* [Source passage]

——

Animals play a big role in the Sleuth Sisters Mysteries, starting in Book 2. I didn't get how much pets and livestock affected me until I started writing this series. In my life I only spent one span of time without a pet, and that was my freshman year of college, when I lived in a dormitory. Other than that I had chickens, cows, horses, pigs, geese, dogs, cats, rabbits, birds, and a few temporary "pets" like an baby raccoon or a fawn whose mother was killed by violators.

Like Faye in the Sleuth Sisters books, my younger sister was a horse nut. We started with ponies in the '60s and graduated to horses. Dad wintered a few cart horses that worked on Mackinac Island in the summers, and we learned to ride on their wide backs. We also learned about their tough mouths and distinct personalities. Eventually my sister was allowed to keep one for her own. Soon that horse was going to shows all over northern Michigan, and she often won top prizes despite some judges who sneered at her size. No, she wasn't really a saddle horse, but she'd do anything my sister asked of her, so she left with blue ribbons more often than not.

——

* [Data provided]
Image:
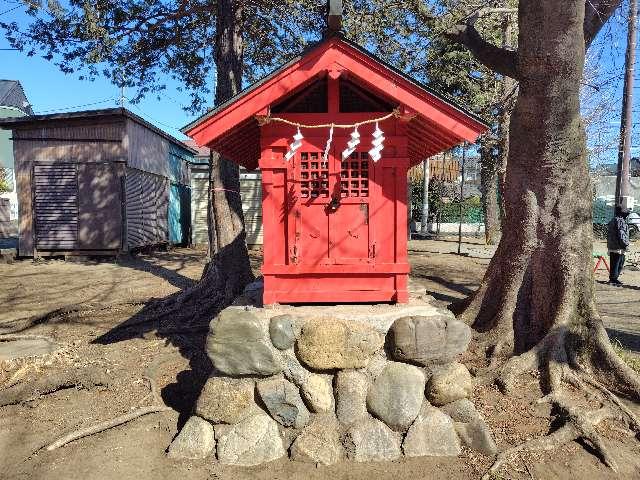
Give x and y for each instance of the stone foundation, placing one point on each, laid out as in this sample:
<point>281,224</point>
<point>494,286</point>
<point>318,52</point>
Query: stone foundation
<point>327,383</point>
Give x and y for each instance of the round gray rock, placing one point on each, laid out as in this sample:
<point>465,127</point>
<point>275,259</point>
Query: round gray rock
<point>328,344</point>
<point>449,383</point>
<point>318,393</point>
<point>396,395</point>
<point>319,442</point>
<point>432,434</point>
<point>476,435</point>
<point>351,396</point>
<point>196,440</point>
<point>253,441</point>
<point>370,440</point>
<point>237,345</point>
<point>226,400</point>
<point>283,401</point>
<point>282,331</point>
<point>428,340</point>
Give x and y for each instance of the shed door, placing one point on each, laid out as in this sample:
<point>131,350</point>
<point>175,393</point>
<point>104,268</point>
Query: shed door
<point>147,208</point>
<point>333,206</point>
<point>55,199</point>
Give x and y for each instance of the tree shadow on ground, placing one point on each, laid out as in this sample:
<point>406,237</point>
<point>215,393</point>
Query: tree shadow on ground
<point>182,319</point>
<point>629,341</point>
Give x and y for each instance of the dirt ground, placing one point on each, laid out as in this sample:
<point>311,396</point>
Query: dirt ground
<point>94,338</point>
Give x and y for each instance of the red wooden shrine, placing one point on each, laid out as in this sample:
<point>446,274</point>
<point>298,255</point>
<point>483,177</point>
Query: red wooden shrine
<point>334,230</point>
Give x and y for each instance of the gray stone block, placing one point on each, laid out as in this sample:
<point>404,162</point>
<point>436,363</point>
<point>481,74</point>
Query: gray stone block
<point>395,397</point>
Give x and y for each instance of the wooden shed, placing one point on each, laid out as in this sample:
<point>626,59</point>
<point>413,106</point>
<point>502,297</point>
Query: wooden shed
<point>334,133</point>
<point>98,182</point>
<point>250,191</point>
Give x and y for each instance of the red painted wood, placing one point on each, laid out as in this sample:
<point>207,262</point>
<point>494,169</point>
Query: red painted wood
<point>332,58</point>
<point>335,229</point>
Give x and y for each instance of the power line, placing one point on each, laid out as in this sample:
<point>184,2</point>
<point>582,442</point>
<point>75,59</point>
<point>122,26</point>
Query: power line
<point>11,9</point>
<point>75,106</point>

——

* [Required task 1]
Answer these from the passage about pets and the Sleuth Sisters series:
(a) In which book of the series do animals start to play a big role?
(b) During what period of life did the writer go without a pet?
(c) Where did the cart horses that Dad wintered work in the summers?
* [Required task 2]
Copy out word for word everything in the passage about pets and the Sleuth Sisters series from "Animals play a" down to "killed by violators.".
* [Required task 3]
Carry on the passage about pets and the Sleuth Sisters series from its last sentence, keeping the same voice.

* [Output 1]
(a) Book 2
(b) Freshman year of college, while living in a dormitory
(c) Mackinac Island

* [Output 2]
Animals play a big role in the Sleuth Sisters Mysteries, starting in Book 2. I didn't get how much pets and livestock affected me until I started writing this series. In my life I only spent one span of time without a pet, and that was my freshman year of college, when I lived in a dormitory. Other than that I had chickens, cows, horses, pigs, geese, dogs, cats, rabbits, birds, and a few temporary "pets" like an baby raccoon or a fawn whose mother was killed by violators.

* [Output 3]
Drawing on those long-ago experiences has been fun, and I think it enriches the series. How about your favorite childhood animals?

Book Six

Wednesday, July 10, 2019

Sisters: Where You Came In

There's a lot of study of birth order and how it affects a person's behavior. I suppose it has to have some effect, but so do a lot of other things. Here are a few.

What were things like for your parents when you were born? Were they happy? Financially secure? Ready for a baby...or another baby?

What's the setting for your childhood? Did you have wide open spaces to roam? Was it safe?

What was the family dynamic? Were there siblings? Grandparents? Extended family nearby?


Answers will vary, but here's a short version of my early life. My parents were rural and poor but happy and hard-working in 1950. They lived on a family farm, so while there wasn't a lot of money, we always had lots to eat. I was their first child as a couple, and while the family eagerly awaited a male child (Dad was the only son of an only surviving son), I never felt unwelcome for being a girl.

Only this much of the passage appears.